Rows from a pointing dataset
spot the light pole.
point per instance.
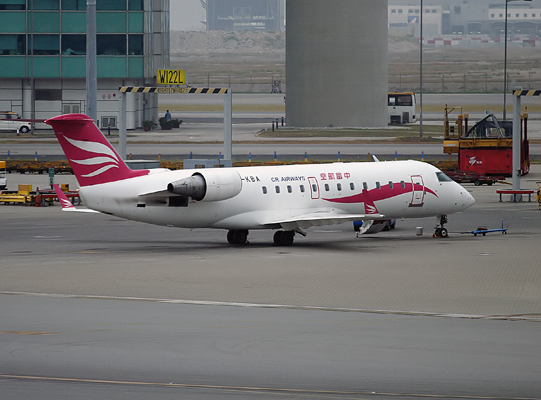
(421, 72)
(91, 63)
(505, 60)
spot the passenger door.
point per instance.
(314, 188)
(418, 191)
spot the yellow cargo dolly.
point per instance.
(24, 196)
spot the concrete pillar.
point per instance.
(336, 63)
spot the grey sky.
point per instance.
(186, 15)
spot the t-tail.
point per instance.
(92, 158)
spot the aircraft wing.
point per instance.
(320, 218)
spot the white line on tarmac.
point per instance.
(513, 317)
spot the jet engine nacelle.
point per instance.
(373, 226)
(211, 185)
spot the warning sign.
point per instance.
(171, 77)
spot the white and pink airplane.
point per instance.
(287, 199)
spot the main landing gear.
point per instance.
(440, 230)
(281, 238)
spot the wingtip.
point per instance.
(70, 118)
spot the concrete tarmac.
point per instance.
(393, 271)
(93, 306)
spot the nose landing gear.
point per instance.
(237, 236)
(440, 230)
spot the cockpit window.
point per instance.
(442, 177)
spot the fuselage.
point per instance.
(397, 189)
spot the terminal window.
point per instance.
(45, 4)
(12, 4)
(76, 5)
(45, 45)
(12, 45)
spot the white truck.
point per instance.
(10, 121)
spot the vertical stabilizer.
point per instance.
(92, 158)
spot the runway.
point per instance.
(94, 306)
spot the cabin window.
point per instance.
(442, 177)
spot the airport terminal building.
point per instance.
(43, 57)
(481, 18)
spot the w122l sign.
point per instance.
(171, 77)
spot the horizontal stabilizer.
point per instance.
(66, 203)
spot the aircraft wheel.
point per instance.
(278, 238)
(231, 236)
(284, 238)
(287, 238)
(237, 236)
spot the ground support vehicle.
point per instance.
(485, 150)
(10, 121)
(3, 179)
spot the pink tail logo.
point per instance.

TASK DIRECTIONS:
Reproduce all of the rows above verbatim, but leave out the picture.

REPLY TO THE TASK:
spot the light pole.
point per instance.
(421, 72)
(91, 63)
(505, 60)
spot the passenger door.
point per instance.
(314, 188)
(418, 191)
spot the yellow cargo dolly.
point per instance.
(24, 196)
spot the concrete pillar.
point per instance.
(336, 63)
spot the grey sky.
point per instance.
(186, 15)
spot the t-tail.
point per instance.
(92, 158)
spot the aircraft wing.
point per instance.
(320, 218)
spot the white line on tarmac.
point per instance.
(513, 317)
spot the jet engine nacelle.
point per instance.
(373, 226)
(211, 185)
spot the warning sign.
point per instance.
(171, 77)
spot the white and pink airplane.
point per instance.
(287, 199)
spot the main landing gear.
point per instance.
(440, 230)
(281, 238)
spot the wingtip.
point per instance.
(70, 118)
spot the concrete tarmac.
point per instance.
(393, 271)
(93, 306)
spot the nose landing gear.
point per instance.
(237, 236)
(440, 230)
spot the cockpit window.
point per instance.
(442, 177)
spot the fuselage.
point per instance.
(397, 189)
spot the terminal window.
point per instance.
(45, 4)
(12, 4)
(76, 5)
(45, 45)
(12, 45)
spot the white truck.
point per instance.
(10, 121)
spot the vertical stabilizer.
point per instance.
(92, 158)
spot the runway.
point per instance.
(94, 306)
spot the cabin window.
point per instance.
(442, 177)
spot the airport terminal building.
point per instance.
(43, 57)
(481, 18)
spot the w122l sign.
point per instance.
(171, 77)
spot the horizontal stabilizer.
point per instance.
(66, 203)
spot the aircraft wheel.
point per instance.
(278, 238)
(231, 236)
(284, 238)
(287, 238)
(237, 236)
spot the ground support vehicle.
point per instance.
(485, 150)
(10, 121)
(3, 179)
spot the pink tail logo.
point per instance.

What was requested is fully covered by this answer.